Exercise details -
Reproduce the stretch of lines below from "Mark a point on each instance of the microphone stand" through "x=549, y=512", substituting "oak" for each occurrence of "wooden" and leaving everything else unchanged.

Exercise material -
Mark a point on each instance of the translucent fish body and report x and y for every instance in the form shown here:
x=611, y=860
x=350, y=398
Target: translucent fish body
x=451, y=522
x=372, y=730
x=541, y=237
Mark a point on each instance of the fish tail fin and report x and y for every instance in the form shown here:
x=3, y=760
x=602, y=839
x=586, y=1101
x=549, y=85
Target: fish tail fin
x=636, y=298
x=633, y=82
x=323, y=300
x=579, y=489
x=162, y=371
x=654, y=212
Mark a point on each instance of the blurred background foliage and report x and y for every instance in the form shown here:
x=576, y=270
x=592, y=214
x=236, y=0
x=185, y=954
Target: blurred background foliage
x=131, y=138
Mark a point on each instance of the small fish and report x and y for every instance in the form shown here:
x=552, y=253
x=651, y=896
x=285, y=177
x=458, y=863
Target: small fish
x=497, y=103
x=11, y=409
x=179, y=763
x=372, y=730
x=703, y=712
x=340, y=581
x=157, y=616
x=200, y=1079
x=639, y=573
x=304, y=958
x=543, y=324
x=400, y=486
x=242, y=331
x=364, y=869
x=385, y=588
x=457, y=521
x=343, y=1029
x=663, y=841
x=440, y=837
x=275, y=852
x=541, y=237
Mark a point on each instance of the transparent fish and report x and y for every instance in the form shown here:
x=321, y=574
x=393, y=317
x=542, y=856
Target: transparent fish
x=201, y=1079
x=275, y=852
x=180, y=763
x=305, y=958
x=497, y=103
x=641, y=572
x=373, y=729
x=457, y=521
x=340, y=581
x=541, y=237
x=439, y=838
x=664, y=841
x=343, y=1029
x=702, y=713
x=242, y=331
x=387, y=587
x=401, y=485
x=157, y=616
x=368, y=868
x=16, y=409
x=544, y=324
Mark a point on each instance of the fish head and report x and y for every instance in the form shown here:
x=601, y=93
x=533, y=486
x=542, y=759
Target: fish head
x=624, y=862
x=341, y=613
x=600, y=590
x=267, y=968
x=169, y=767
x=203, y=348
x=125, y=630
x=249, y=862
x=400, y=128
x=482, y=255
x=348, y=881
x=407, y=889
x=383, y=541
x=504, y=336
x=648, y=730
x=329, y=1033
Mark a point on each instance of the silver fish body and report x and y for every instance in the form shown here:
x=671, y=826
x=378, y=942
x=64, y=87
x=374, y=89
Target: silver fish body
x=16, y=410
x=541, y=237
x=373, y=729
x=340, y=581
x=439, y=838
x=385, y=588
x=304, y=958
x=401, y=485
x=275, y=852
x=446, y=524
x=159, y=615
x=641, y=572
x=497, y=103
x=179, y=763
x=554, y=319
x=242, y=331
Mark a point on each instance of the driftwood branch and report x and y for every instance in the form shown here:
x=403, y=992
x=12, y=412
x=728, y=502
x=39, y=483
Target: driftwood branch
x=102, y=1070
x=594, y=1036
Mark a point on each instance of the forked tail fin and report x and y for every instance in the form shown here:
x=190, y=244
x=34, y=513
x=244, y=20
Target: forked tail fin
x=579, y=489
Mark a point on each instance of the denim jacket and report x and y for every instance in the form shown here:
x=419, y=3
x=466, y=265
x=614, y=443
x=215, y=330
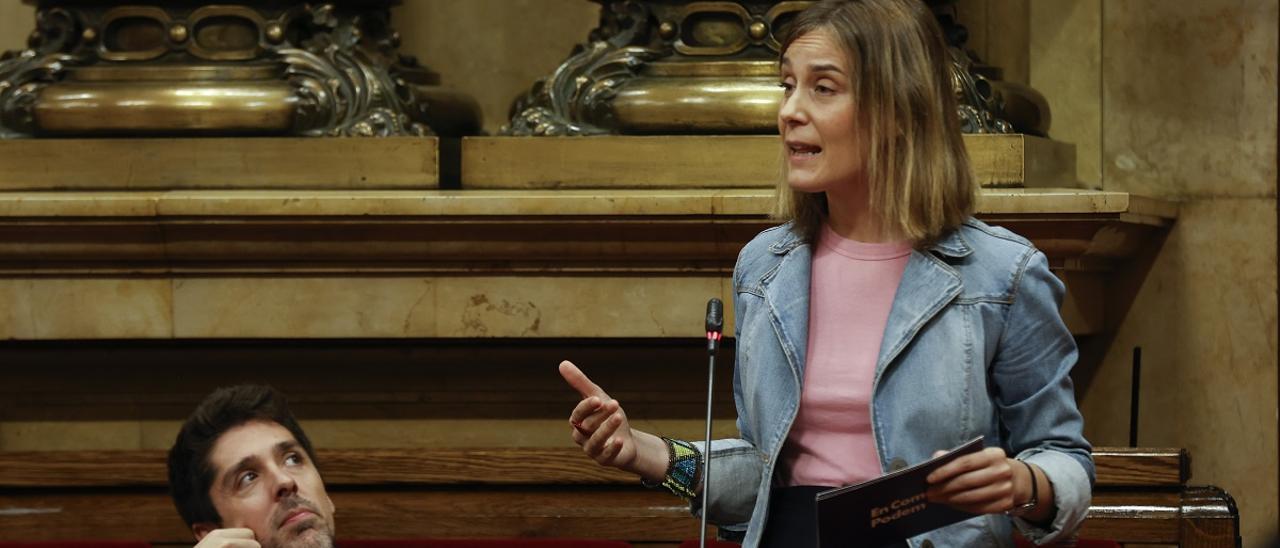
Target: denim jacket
x=974, y=346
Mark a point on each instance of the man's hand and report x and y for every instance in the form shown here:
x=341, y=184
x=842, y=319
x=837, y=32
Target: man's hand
x=229, y=538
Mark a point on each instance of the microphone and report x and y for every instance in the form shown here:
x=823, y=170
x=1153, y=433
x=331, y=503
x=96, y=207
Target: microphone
x=714, y=325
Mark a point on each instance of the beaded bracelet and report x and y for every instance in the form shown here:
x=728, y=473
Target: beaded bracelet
x=682, y=469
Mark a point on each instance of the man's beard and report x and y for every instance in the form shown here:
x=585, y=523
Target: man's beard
x=316, y=533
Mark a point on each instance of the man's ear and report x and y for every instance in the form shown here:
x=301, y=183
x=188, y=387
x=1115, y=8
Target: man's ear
x=202, y=529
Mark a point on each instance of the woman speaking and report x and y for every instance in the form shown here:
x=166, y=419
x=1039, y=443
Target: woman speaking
x=882, y=322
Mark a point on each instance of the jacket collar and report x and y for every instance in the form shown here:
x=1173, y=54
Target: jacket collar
x=950, y=245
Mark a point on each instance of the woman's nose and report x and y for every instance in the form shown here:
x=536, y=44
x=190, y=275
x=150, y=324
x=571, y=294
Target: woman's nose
x=792, y=110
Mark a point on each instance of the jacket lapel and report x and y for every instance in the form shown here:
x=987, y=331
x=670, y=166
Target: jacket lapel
x=786, y=292
x=927, y=286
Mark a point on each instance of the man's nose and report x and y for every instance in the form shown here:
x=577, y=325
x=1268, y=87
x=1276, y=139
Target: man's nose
x=284, y=484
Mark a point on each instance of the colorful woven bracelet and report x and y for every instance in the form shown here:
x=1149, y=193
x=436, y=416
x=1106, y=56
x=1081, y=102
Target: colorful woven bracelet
x=682, y=469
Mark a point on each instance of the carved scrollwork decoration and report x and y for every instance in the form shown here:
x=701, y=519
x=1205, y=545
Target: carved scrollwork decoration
x=24, y=73
x=342, y=90
x=575, y=99
x=979, y=101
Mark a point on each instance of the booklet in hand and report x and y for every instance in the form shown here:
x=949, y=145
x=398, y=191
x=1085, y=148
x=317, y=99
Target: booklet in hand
x=887, y=508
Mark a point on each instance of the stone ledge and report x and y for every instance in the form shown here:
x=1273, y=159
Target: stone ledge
x=446, y=264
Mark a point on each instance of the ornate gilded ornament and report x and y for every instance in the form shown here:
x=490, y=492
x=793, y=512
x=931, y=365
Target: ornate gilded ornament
x=711, y=67
x=228, y=68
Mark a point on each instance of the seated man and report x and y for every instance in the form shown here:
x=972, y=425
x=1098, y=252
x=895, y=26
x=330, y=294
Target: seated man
x=242, y=474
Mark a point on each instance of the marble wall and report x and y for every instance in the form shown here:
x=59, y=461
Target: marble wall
x=494, y=49
x=17, y=21
x=1164, y=99
x=1178, y=100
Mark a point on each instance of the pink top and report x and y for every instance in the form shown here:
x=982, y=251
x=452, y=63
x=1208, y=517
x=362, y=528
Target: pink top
x=850, y=295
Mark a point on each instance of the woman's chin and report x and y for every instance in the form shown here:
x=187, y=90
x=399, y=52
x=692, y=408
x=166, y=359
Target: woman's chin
x=805, y=185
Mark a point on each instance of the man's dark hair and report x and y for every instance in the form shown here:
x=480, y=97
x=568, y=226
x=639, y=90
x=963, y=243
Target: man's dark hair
x=190, y=473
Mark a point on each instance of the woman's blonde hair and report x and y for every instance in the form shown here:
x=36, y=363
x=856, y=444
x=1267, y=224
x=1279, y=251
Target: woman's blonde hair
x=918, y=173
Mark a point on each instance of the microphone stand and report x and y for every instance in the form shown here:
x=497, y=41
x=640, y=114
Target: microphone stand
x=714, y=325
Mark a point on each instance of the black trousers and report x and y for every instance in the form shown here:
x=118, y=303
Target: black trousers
x=794, y=519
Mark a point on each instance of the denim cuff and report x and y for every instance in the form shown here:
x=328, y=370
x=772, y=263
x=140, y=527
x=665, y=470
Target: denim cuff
x=1072, y=496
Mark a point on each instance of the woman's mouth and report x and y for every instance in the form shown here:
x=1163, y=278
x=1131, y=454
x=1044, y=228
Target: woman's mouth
x=800, y=151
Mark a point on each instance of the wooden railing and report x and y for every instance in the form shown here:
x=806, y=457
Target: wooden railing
x=1141, y=497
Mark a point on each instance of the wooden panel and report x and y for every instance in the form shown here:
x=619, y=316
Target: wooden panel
x=497, y=466
x=716, y=161
x=1141, y=466
x=219, y=163
x=549, y=512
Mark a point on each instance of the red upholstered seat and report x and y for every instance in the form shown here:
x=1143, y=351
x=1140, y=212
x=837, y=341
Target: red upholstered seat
x=78, y=544
x=1080, y=543
x=484, y=543
x=693, y=543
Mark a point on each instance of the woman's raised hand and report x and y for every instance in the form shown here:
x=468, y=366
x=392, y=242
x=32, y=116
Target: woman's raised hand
x=602, y=429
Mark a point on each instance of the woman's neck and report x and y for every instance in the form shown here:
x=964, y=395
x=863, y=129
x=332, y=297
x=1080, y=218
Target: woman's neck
x=849, y=214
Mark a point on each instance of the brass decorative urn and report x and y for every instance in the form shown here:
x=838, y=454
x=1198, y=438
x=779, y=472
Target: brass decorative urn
x=233, y=67
x=672, y=67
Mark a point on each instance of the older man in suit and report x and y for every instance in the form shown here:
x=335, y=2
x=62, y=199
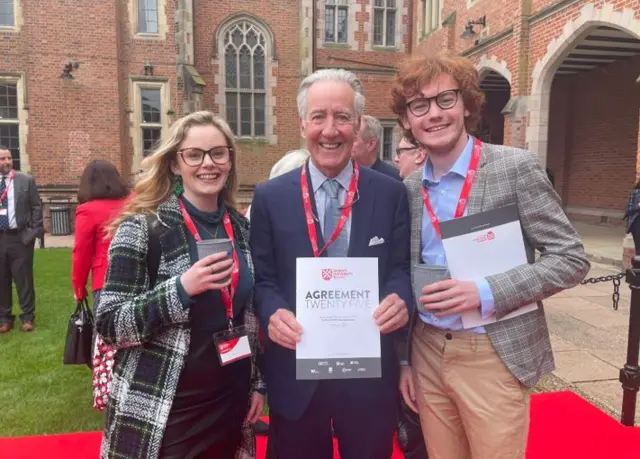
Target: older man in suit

Complete output -
Mark a point on each instance of the microphone stand and report x and y for every instance in the form shown here:
x=497, y=41
x=640, y=114
Target: microphone stand
x=714, y=325
Mark a point on each instance of the black trousers and report x and y for every instance in the form shown here:
x=118, y=303
Target: black trousers
x=794, y=519
Mark a point on each instance of the denim cuff and report x and y for every instance in the form shown here:
x=328, y=370
x=772, y=263
x=140, y=527
x=665, y=470
Target: denim cuff
x=1072, y=496
Mark a point on each instance of the woman's mouth and report x and y for every instance in the form shown here:
x=1163, y=278
x=1131, y=454
x=1044, y=228
Target: woman's mouth
x=800, y=151
Mark a point on each instance of the oak railing and report x and y for every instance in the form shown here:
x=806, y=457
Target: oak railing
x=1141, y=497
Mark a point on each instance of the oak panel and report x and y for every instance in the form shown here:
x=619, y=316
Target: oak panel
x=497, y=466
x=716, y=161
x=1141, y=466
x=219, y=163
x=549, y=512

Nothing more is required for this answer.